**FRAGMENT STRONY:**
################
Strona GłównaBlogi / marand's blog / Co z siatką robią wyższe stopnie.

Co z siatką robią wyższe stopnie.


portret użytkownika marand

By marand - Posted on 28 June 2008

Zawsze polecałem stosowanie wyższych stopni przy liczeniu siatki współrzędnych.
Jak zobaczyłem co z siatką wyczyniają wyższe stopnie... to zmieniłem zdanie

Stopień 1

Stopień 2

Stopień 3

Stopień 5

Na osiach xy na obrazku. Skala kolorów w stopniach! Dane były super oczyszczone z syfu. To co widać to czyste dopasowanie. Środek znaleziony najlepszy z możliwych.

Przy czym stopień trzeci to coś w stylu x + x^3 a stopień piąty x + x^3 + x^5, które teoretycznie lepiej opisują niż pełne.
################
**WYODRĘBNIONE DANE:**
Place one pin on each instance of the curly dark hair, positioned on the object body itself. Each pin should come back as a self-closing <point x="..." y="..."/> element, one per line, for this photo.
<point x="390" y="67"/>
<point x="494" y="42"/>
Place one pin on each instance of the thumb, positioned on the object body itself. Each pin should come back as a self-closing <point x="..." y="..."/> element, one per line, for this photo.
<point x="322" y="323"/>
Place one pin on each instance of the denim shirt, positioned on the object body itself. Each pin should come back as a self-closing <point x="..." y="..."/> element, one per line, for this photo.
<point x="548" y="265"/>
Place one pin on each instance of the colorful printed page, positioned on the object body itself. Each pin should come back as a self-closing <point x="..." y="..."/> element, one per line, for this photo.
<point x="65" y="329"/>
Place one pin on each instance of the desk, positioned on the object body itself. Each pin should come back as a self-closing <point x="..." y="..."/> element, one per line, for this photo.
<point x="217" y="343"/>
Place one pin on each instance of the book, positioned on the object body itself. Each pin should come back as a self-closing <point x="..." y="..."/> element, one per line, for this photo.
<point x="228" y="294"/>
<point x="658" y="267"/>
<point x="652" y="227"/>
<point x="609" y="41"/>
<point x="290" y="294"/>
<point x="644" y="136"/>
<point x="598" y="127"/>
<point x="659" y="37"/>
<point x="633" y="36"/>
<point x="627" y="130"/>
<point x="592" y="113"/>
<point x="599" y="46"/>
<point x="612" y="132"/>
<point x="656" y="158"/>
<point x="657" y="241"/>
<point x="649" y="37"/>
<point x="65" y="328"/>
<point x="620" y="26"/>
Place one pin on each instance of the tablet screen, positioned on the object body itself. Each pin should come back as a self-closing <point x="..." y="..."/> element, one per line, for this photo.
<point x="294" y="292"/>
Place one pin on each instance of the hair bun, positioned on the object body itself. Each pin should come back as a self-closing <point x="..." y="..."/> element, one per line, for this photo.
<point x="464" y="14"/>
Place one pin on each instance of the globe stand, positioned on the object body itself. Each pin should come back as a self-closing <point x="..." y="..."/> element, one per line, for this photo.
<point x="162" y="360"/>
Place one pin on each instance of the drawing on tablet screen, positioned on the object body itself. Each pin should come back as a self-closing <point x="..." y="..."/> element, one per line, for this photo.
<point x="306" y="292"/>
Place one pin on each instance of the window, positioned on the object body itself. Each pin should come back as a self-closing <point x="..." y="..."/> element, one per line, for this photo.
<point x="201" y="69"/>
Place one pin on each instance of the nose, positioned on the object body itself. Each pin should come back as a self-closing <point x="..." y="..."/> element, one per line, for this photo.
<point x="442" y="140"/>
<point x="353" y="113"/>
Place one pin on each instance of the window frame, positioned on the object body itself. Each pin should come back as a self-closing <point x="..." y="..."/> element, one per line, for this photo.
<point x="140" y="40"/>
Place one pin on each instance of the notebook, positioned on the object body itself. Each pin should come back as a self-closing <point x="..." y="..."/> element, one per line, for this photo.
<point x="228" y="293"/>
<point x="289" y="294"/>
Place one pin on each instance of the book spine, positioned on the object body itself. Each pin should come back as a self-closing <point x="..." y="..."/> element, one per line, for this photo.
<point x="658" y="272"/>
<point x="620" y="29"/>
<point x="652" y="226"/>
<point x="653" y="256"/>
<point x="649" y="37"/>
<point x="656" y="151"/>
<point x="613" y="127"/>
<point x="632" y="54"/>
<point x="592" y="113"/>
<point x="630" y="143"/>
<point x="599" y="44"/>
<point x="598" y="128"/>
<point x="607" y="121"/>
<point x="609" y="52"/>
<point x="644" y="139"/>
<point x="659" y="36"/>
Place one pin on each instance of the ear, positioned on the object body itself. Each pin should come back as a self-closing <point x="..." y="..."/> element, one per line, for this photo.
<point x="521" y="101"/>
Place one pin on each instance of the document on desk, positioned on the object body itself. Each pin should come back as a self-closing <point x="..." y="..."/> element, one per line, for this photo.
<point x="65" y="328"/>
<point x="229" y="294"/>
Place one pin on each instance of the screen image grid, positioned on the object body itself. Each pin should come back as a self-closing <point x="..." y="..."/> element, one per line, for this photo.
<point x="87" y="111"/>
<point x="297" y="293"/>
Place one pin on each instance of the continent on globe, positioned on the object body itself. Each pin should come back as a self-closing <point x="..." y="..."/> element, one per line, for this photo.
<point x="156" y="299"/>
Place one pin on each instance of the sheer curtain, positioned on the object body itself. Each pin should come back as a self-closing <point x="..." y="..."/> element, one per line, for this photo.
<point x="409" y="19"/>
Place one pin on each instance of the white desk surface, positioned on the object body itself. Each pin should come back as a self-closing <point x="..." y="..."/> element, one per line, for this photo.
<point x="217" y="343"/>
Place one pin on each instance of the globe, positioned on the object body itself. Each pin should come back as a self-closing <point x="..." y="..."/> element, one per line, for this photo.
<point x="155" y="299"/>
################
**ZADANIE DO WYKONANIA:** Podaj dalszy ciąg wpisu o tym, co wyższe stopnie robią z siatką współrzędnych, zaczynając od miejsca, w którym się kończy. Rekordy nie są tu do niczego potrzebne.

**WYNIK ZADANIA:**
Co widać. Błąd spada, średni błąd nawet bardziej bo wszystko w okolicach zera, ale obrazek robi się tak pokręcony że słów mało by to opisać.

Dla niedowiarków. Tak wygląda dokładność gdy policzymy siatkę względem środka optycznego dla niepoprawionych na wadę optyczną danych.

portret użytkownika mk

Stopień 2-gi przypomina mi dystorsję lekko beczkowatą, st. 3-ci dys. poduszkową przekręconą o kąt 45st., a 5-ty jeszcze wiekszą poduszkę "zgnieconą" w poziomie...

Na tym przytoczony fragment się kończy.